Exercises:
- a) According to the post on German permanent residence, how long had the writer spent in Germany with a Blue Card before applying for permanent residence?
- b) From the post on German permanent residence, reproduce the passage from "Yesterday I successfully" to "find it useful.".

Excerpt provided:
3 - my future employer did everything by contacting Business Immigration Services of Berlin (https://www.berlin.de/einwanderung/serv … n-service/)

4 - yes, it is possible to do this while still working in Poland, but again - the process was driven by my future employer. I was only providing the documents they requested and didn't actively participate in communication with the business immigration services.

Yesterday I successfully applied for the permanent residence in Germany after having spent almost 3 years here with a Blue Card (having relocated from Poland where I spent 2.5 years with a Blue Card).

I just want to leave this information here to those who may find it useful.

There are 2 types of permanent residence in Germany which are often confused. Whenever someone talks about a permanent residence, you need to clarify which one of these two they mean. They do not exclude each other, you can apply for both and own both at the same time, but usually it doesn't make much sense.
* Niederlassungerlaubnis (§9 of Residence Act) is a typical permanent residence for those who are planning to settle in Germany.

Given entries:
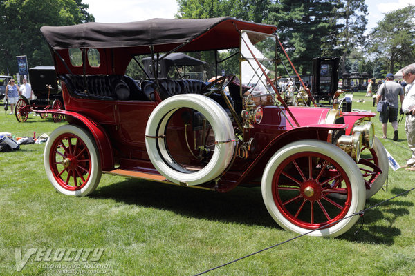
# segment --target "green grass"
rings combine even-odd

...

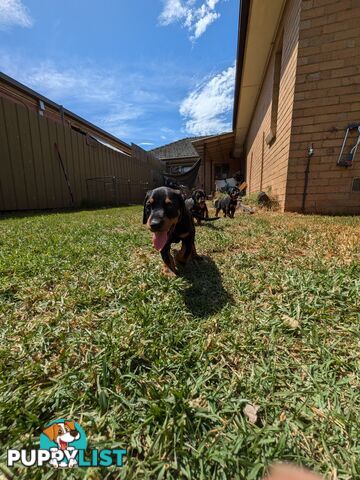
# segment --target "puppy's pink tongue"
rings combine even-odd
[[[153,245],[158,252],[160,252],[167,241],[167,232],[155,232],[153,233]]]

Exercise results:
- a) Almost 3 years.

- b)
Yesterday I successfully applied for the permanent residence in Germany after having spent almost 3 years here with a Blue Card (having relocated from Poland where I spent 2.5 years with a Blue Card).

I just want to leave this information here to those who may find it useful.